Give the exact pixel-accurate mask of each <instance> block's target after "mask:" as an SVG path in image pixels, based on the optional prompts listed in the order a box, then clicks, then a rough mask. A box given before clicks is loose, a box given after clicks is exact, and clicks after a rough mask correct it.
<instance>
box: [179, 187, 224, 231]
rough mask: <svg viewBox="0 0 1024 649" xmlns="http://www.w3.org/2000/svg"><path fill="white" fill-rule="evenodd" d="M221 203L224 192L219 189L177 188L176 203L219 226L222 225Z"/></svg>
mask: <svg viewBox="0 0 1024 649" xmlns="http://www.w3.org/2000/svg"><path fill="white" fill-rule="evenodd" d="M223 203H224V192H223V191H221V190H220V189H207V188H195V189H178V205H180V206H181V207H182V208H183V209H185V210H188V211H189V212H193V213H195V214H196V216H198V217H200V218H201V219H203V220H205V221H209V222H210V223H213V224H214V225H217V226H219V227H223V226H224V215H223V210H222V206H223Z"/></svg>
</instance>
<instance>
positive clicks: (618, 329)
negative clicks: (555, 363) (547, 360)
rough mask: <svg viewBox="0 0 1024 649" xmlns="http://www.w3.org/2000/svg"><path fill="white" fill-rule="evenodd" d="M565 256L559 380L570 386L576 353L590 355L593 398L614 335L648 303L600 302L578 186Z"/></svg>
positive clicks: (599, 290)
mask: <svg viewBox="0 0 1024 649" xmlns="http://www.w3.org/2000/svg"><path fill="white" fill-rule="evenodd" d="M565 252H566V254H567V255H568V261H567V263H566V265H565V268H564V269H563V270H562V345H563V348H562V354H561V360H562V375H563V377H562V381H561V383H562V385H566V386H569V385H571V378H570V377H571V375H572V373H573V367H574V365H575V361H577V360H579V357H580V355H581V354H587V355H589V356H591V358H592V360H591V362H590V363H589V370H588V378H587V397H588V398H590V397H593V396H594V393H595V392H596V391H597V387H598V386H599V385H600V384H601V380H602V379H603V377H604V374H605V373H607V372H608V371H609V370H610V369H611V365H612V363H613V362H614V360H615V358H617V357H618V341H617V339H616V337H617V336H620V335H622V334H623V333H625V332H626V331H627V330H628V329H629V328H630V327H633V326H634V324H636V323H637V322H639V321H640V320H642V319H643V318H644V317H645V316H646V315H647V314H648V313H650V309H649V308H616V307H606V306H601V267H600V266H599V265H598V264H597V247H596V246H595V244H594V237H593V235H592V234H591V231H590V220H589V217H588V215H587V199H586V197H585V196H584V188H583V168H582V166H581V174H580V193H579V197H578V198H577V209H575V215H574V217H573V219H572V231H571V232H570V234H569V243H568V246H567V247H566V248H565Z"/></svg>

------------------------------------------------------------------------

# Work required:
Reproduce exactly, and only, the part of the listing above that begins at the line with "negative clicks: (555, 363) (547, 360)" and goes on through the line with "256L559 380L570 386L576".

# Result of the exercise:
negative clicks: (555, 363) (547, 360)
rough mask: <svg viewBox="0 0 1024 649" xmlns="http://www.w3.org/2000/svg"><path fill="white" fill-rule="evenodd" d="M565 256L559 380L570 386L576 353L590 355L593 398L614 335L648 303L600 302L578 186Z"/></svg>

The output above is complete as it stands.